## Task description
Extract the line that contains "the evergreen branch" and every line after it through the end of the records below, exactly as written, leaving out any pictures.

Image object location entries:
+===+

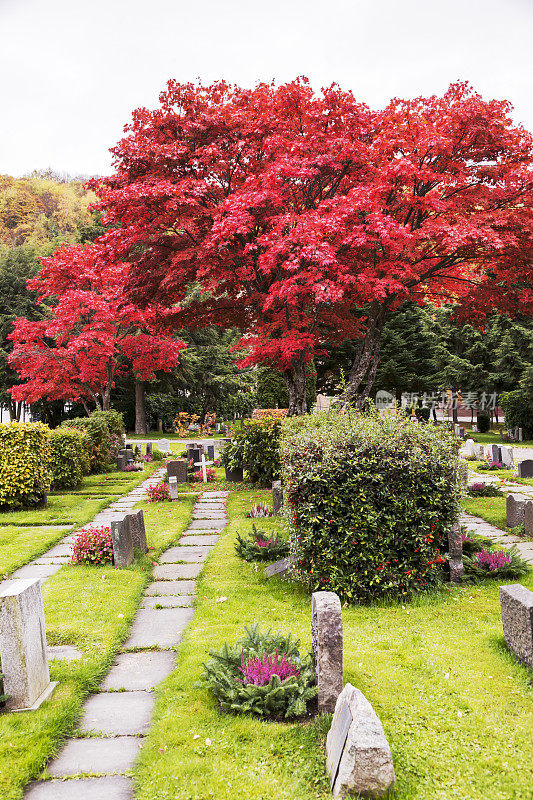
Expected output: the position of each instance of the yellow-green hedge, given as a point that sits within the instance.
(25, 464)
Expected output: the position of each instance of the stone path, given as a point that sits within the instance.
(116, 719)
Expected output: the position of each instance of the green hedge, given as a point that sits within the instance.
(70, 461)
(25, 473)
(370, 501)
(104, 430)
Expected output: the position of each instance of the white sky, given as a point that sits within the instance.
(71, 71)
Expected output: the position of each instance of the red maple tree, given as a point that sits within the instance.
(92, 334)
(306, 219)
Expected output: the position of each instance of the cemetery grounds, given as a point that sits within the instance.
(455, 704)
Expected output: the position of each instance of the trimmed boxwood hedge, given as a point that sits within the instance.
(370, 501)
(69, 457)
(25, 473)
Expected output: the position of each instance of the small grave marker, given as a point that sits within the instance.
(23, 654)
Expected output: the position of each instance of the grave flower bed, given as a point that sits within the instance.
(93, 546)
(370, 500)
(262, 674)
(261, 546)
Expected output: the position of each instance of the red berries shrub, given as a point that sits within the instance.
(93, 546)
(159, 493)
(371, 499)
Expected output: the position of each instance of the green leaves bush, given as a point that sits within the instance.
(370, 501)
(25, 473)
(276, 699)
(255, 447)
(69, 457)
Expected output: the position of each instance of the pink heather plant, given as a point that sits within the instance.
(159, 493)
(260, 510)
(93, 546)
(259, 671)
(493, 560)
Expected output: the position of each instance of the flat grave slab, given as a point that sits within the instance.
(110, 756)
(177, 571)
(118, 714)
(161, 628)
(183, 552)
(170, 588)
(111, 788)
(139, 671)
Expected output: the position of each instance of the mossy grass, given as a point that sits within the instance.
(92, 608)
(456, 706)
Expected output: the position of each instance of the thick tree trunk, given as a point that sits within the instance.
(140, 407)
(295, 380)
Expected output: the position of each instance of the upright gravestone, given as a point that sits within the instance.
(173, 485)
(122, 543)
(525, 468)
(327, 647)
(277, 497)
(515, 508)
(517, 618)
(455, 554)
(23, 655)
(178, 470)
(135, 520)
(358, 756)
(528, 517)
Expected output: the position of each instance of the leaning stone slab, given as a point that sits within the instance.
(279, 567)
(517, 618)
(115, 787)
(326, 616)
(358, 756)
(122, 543)
(23, 655)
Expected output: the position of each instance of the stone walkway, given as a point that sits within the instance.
(116, 719)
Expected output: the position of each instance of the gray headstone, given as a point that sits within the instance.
(327, 647)
(279, 567)
(517, 617)
(365, 765)
(514, 511)
(525, 468)
(173, 485)
(122, 543)
(277, 497)
(528, 516)
(178, 470)
(135, 520)
(23, 654)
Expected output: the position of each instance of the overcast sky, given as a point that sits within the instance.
(71, 71)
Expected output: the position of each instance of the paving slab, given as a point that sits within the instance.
(161, 628)
(209, 539)
(118, 713)
(171, 588)
(139, 671)
(111, 788)
(185, 553)
(215, 524)
(172, 572)
(64, 652)
(168, 601)
(109, 756)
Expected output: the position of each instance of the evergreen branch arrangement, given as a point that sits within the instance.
(261, 546)
(262, 674)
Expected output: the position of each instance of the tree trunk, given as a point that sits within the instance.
(295, 381)
(140, 407)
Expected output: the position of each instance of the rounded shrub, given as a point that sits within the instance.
(25, 473)
(69, 457)
(370, 501)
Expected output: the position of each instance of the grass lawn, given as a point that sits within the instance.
(91, 607)
(23, 535)
(456, 706)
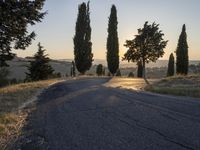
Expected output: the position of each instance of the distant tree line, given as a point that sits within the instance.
(147, 46)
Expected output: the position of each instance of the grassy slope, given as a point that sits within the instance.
(177, 85)
(11, 98)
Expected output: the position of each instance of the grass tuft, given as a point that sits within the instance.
(177, 85)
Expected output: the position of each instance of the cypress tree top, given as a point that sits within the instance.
(170, 71)
(112, 42)
(82, 40)
(182, 61)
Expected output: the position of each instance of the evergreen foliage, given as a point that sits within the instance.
(140, 69)
(170, 71)
(82, 40)
(15, 17)
(112, 42)
(39, 68)
(73, 70)
(100, 70)
(118, 73)
(4, 72)
(147, 46)
(131, 75)
(182, 61)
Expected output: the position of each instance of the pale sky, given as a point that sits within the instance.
(57, 30)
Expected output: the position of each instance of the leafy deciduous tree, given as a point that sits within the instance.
(39, 68)
(15, 16)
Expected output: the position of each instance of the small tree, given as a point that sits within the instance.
(39, 68)
(182, 61)
(112, 42)
(15, 17)
(82, 40)
(170, 71)
(99, 70)
(131, 75)
(147, 46)
(118, 73)
(139, 69)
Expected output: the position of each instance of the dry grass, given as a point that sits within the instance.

+===+

## Result of this task
Expected output: the position of each instance of the evergreen branch arrangement, given as a point that sits within the instance.
(261, 546)
(262, 674)
Expected output: the position of each instance of the tree trunk, given as a point that sits within the instance.
(295, 381)
(140, 407)
Expected output: the position of each instance of the rounded shrub, given as a point that sits within the instance.
(25, 473)
(69, 457)
(370, 501)
Expected output: the position of each instance of the grass lawn, given as a point that sits within the instance.
(91, 607)
(23, 535)
(456, 706)
Expected output: the position of each instance of the distant tree line, given as a point that sits within the instance.
(147, 46)
Expected output: the position of each instance of the grassy slope, given as a point that sits within the instance.
(177, 85)
(11, 98)
Expected output: the position of each instance of the grass tuft, given as a point that sits within the instance.
(177, 85)
Expected output: the position of each instance of the cypress tree top, given as a point that sits within the instance.
(170, 71)
(112, 42)
(82, 40)
(182, 61)
Expected output: the position of each instance of the evergreen foliage, given as a point that sits within the instance.
(140, 69)
(170, 71)
(82, 40)
(15, 17)
(112, 42)
(39, 68)
(73, 70)
(100, 70)
(118, 73)
(4, 72)
(147, 46)
(131, 75)
(182, 61)
Expected output: the position of each instance of the pale sky, given as a point that sits within the instance.
(57, 30)
Expected output: the position of each instance of the leafy deciduous tree, given as a point that sits within the instance.
(39, 68)
(15, 16)
Expected output: the position of each instance of the small tree, given as a point that sits within the instance.
(39, 68)
(182, 61)
(112, 42)
(15, 17)
(82, 40)
(170, 71)
(99, 70)
(131, 75)
(147, 46)
(118, 73)
(139, 69)
Expected output: the position of each instance of the dry grass, given as a point that sits within the instance.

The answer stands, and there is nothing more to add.